### Extracted information
■ ■ ■ ■ ■ ■ ■
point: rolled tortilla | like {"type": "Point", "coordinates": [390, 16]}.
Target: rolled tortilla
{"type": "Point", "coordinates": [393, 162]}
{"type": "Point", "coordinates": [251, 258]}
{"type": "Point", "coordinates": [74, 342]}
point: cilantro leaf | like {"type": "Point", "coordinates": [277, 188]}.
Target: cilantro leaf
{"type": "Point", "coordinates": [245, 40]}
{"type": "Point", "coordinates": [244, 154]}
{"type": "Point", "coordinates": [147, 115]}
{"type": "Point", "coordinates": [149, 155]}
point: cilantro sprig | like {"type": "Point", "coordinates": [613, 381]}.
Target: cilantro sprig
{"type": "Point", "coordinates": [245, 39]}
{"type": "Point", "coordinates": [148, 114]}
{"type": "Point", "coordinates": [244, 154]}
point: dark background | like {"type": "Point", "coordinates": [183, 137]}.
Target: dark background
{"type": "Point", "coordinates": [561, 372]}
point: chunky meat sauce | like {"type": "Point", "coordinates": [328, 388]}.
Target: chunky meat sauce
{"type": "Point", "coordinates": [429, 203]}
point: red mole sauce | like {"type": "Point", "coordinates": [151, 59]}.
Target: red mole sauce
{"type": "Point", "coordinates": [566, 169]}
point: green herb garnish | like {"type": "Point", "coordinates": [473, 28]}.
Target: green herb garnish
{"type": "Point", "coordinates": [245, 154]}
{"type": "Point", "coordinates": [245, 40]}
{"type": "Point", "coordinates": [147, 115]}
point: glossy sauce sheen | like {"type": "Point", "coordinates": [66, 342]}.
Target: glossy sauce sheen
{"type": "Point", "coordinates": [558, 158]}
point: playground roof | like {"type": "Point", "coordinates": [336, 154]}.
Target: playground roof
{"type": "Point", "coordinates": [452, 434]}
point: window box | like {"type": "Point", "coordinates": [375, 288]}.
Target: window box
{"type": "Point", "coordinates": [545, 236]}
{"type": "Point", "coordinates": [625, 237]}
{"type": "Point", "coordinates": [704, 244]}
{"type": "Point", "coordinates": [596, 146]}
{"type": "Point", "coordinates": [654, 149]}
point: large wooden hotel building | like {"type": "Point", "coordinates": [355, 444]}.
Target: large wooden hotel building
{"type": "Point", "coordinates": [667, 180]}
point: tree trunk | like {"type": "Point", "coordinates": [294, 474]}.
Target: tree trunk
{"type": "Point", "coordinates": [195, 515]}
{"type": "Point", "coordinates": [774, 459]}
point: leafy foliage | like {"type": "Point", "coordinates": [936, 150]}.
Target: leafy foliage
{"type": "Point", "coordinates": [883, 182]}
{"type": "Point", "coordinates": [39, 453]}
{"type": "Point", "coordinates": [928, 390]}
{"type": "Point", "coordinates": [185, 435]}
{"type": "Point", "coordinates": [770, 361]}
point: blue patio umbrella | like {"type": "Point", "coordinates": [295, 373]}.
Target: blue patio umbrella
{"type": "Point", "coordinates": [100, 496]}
■ ■ ■ ■ ■ ■ ■
### Written exercise
Copy out all of the records above word for word, changing nothing.

### Right answer
point: rolled tortilla | like {"type": "Point", "coordinates": [390, 16]}.
Target: rolled tortilla
{"type": "Point", "coordinates": [393, 162]}
{"type": "Point", "coordinates": [251, 258]}
{"type": "Point", "coordinates": [74, 342]}
point: cilantro leaf | like {"type": "Point", "coordinates": [277, 188]}.
Target: cilantro leaf
{"type": "Point", "coordinates": [245, 40]}
{"type": "Point", "coordinates": [244, 154]}
{"type": "Point", "coordinates": [147, 115]}
{"type": "Point", "coordinates": [149, 155]}
point: cilantro sprig | like {"type": "Point", "coordinates": [613, 381]}.
Target: cilantro sprig
{"type": "Point", "coordinates": [245, 39]}
{"type": "Point", "coordinates": [148, 114]}
{"type": "Point", "coordinates": [244, 154]}
point: dark background | like {"type": "Point", "coordinates": [183, 137]}.
Target: dark background
{"type": "Point", "coordinates": [561, 372]}
point: chunky meat sauce | like {"type": "Point", "coordinates": [328, 388]}.
Target: chunky meat sauce
{"type": "Point", "coordinates": [429, 203]}
point: red mole sauce | like {"type": "Point", "coordinates": [151, 59]}.
Target: red mole sauce
{"type": "Point", "coordinates": [566, 169]}
point: green herb garnish | like {"type": "Point", "coordinates": [473, 28]}.
Target: green herb garnish
{"type": "Point", "coordinates": [245, 154]}
{"type": "Point", "coordinates": [245, 40]}
{"type": "Point", "coordinates": [147, 115]}
point: glossy sauce sheen | like {"type": "Point", "coordinates": [66, 342]}.
Target: glossy sauce sheen
{"type": "Point", "coordinates": [558, 158]}
point: playground roof | like {"type": "Point", "coordinates": [336, 154]}.
Target: playground roof
{"type": "Point", "coordinates": [452, 434]}
point: window box | like {"type": "Point", "coordinates": [375, 288]}.
Target: window box
{"type": "Point", "coordinates": [545, 236]}
{"type": "Point", "coordinates": [625, 237]}
{"type": "Point", "coordinates": [704, 244]}
{"type": "Point", "coordinates": [596, 146]}
{"type": "Point", "coordinates": [654, 149]}
point: large wooden hotel building | like {"type": "Point", "coordinates": [355, 444]}.
Target: large wooden hotel building
{"type": "Point", "coordinates": [667, 180]}
point: tree trunk | like {"type": "Point", "coordinates": [294, 474]}.
Target: tree trunk
{"type": "Point", "coordinates": [195, 515]}
{"type": "Point", "coordinates": [774, 459]}
point: leafy foliage | like {"type": "Point", "coordinates": [936, 150]}.
Target: leafy foliage
{"type": "Point", "coordinates": [883, 182]}
{"type": "Point", "coordinates": [39, 453]}
{"type": "Point", "coordinates": [928, 390]}
{"type": "Point", "coordinates": [185, 435]}
{"type": "Point", "coordinates": [770, 361]}
point: blue patio umbrella | like {"type": "Point", "coordinates": [295, 373]}.
Target: blue patio umbrella
{"type": "Point", "coordinates": [100, 496]}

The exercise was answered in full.